### Problem statement
Figure out the number of lines in the data that hold the string "below". Reply with that figure only.

[Start of Attachment]

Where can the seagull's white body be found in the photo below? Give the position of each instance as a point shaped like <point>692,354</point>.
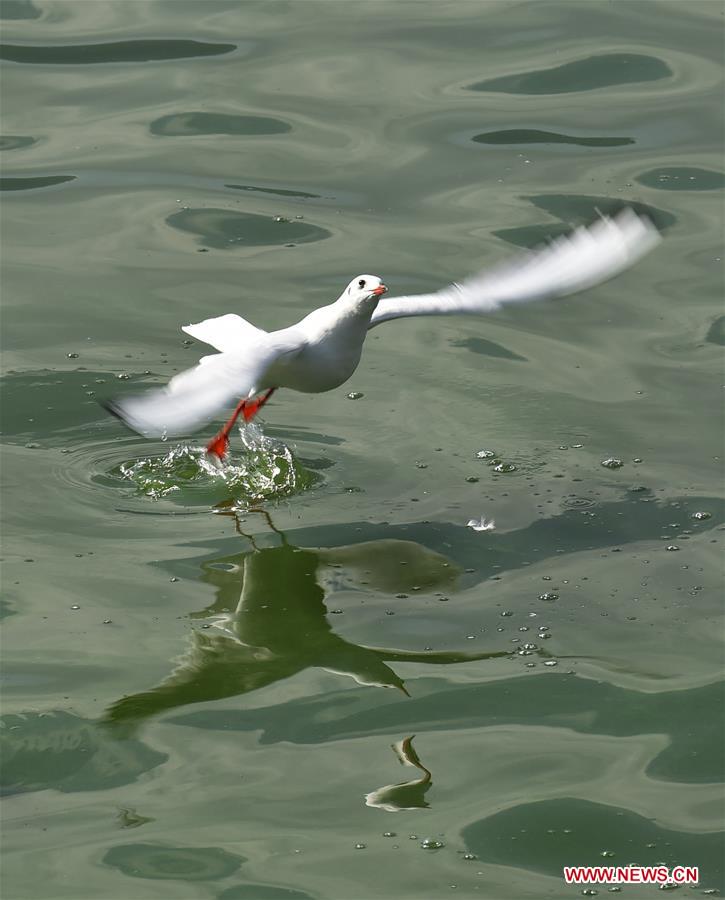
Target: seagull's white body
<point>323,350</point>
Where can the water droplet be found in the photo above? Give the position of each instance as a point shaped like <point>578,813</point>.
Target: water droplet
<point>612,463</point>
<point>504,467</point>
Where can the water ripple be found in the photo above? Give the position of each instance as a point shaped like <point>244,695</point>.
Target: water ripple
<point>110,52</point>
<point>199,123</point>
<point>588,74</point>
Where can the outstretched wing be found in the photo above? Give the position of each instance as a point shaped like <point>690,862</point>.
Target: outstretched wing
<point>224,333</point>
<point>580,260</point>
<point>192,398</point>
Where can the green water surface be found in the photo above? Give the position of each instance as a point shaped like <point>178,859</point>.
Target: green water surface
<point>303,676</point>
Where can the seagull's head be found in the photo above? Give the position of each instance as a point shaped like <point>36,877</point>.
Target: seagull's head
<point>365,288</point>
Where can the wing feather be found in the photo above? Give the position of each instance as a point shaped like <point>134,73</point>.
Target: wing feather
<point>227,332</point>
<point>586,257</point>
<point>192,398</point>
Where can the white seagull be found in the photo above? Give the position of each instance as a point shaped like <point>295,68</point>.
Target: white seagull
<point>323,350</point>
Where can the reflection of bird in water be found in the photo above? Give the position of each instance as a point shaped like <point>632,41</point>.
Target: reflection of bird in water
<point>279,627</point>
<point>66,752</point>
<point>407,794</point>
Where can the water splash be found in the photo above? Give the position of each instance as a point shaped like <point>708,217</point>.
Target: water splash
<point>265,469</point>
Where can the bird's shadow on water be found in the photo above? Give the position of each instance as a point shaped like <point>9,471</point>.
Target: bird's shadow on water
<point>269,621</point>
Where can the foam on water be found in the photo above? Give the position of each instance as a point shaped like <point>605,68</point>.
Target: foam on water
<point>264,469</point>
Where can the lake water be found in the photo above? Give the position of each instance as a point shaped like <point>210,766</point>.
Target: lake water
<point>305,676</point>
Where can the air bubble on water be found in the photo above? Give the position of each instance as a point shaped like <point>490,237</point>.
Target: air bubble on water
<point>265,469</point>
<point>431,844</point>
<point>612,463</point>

[End of Attachment]
[Start of Attachment]

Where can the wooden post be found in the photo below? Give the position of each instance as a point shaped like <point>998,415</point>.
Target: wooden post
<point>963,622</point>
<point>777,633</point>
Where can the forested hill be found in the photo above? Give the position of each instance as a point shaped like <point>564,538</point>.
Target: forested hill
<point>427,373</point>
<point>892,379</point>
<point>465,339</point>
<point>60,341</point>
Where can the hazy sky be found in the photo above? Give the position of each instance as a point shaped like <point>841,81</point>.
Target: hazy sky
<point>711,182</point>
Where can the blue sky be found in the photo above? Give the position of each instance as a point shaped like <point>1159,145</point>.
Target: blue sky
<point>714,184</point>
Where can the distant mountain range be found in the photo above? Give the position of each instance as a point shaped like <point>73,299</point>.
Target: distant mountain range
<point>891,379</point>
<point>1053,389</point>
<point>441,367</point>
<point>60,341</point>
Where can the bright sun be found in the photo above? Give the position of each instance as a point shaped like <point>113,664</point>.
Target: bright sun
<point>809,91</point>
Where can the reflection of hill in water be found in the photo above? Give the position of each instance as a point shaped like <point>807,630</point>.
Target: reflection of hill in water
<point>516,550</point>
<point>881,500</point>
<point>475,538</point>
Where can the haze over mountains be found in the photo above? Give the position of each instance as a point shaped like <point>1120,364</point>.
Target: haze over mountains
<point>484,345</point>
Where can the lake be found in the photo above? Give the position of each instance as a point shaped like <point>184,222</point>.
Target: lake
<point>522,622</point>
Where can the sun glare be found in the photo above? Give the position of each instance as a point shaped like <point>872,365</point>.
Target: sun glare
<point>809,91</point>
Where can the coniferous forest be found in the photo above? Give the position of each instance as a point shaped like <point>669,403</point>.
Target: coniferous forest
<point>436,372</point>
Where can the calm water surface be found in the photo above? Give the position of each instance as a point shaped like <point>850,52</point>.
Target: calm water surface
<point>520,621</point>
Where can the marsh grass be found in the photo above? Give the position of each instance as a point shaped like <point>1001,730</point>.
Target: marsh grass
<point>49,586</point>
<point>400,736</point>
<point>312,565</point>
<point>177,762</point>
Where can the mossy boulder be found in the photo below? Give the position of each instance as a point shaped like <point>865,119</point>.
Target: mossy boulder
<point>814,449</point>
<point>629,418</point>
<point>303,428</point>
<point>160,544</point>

[End of Attachment]

### Task response
3